Apparently they are very robust fruit trees. I wonder if they would take well to a large container. If so I may try to grow one myself.
Above, water color by Korbinian Aigner, around 1955. Image found here (g).
>I went out to look for an endangered flower called the Innsbrucker Küchenschellen, or Innsbruck Pasque Flower (Pulsatilla oenipontana,) for which there are areas set aside on the sunny slopes north of the town. This unusual flower only grows around here, being a hybrid from two other types of Pasque Flower, which happened to have a Tirolean rendez-vous. Being so particular about where it will and won’t grow, it’s facing extinction. The reserved areas above the villages of Arzl, Rum and Thaur and the tireless work of reasearchers is helping to keep that from happening.
Unfortunately, my timing was off, or they just bloomed early, because there was nothing but grass. It may also be so well hidden that I did not find the right spot. But here is a photo from the web:
Being up there, and having a sunny, free afternoon before me, I climbed up into the woods and followed the trails back toward Innsbruck via the Hungerburg. On the way I learned about a few more woodland wildflowers.
Weisse Pestwurz, or Butterbur (Petasites albus), was growing right along the trail in shaded areas.
A close relative of Butterbur is Huflattich, or Coltsfoot (Tussilago farfara), which, like Butterbur, has medicinal properties and is used to make cough suppressant.
One flower that’s certainly not about to die out is the Wood Anemone, which at this time of year covers a great deal of the forest floor. I found mostly violet colored flowers, but there were also many whites and a few dark pinks.

======

* **TASKS FOR THIS EXERCISE**:
(a) According to the Innsbruck wildflower text, what is the Innsbruck Pasque Flower a hybrid of?
(b) List every scientific (Latin) plant name given in parentheses in the Innsbruck wildflower text.
(c) Reproduce the Innsbruck wildflower text word for word, from "One flower that’s" up to and including "few dark pinks.".

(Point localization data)
======

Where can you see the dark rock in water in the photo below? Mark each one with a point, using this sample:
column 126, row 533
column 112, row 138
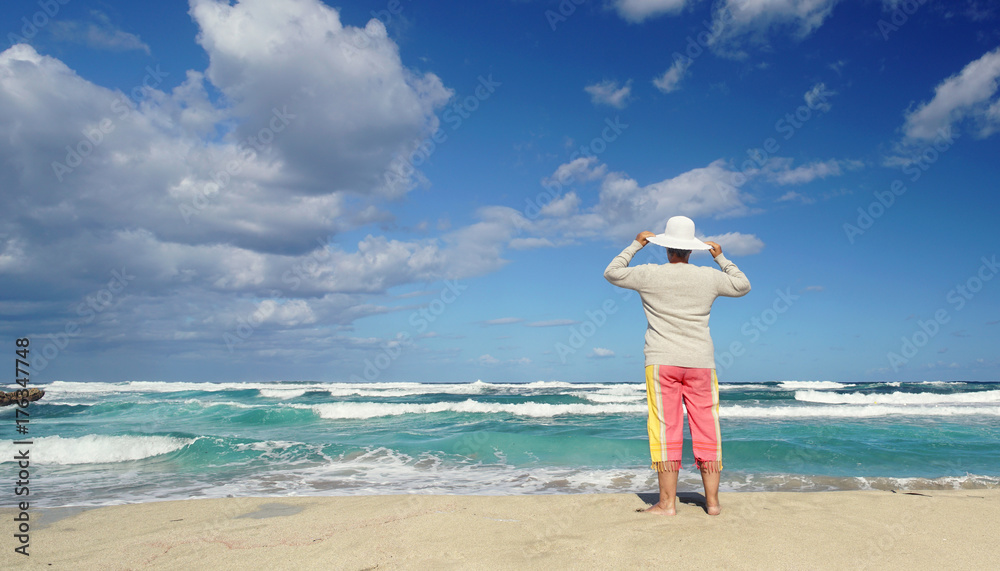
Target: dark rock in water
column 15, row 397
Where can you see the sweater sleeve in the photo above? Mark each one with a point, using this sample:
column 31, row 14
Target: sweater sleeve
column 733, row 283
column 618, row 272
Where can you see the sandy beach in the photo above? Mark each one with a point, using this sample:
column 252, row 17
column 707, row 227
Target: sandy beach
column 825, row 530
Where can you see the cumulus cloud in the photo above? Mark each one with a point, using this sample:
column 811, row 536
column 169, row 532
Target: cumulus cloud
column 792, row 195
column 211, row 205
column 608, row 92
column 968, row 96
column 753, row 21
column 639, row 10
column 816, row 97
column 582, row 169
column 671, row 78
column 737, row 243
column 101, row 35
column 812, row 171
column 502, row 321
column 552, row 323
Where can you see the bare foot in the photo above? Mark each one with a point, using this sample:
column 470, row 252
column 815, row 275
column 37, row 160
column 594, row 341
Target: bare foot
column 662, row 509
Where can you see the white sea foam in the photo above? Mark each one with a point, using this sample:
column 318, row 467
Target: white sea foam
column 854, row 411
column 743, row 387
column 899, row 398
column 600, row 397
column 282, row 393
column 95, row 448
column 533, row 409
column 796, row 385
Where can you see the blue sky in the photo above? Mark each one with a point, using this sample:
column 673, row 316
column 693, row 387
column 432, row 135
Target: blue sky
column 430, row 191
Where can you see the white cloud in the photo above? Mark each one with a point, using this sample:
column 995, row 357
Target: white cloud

======

* **EXERCISE SOLUTIONS**:
(a) It is a hybrid of two other types of Pasque Flower.

(b) Pulsatilla oenipontana, Petasites albus, Tussilago farfara

(c)
One flower that’s certainly not about to die out is the Wood Anemone, which at this time of year covers a great deal of the forest floor. I found mostly violet colored flowers, but there were also many whites and a few dark pinks.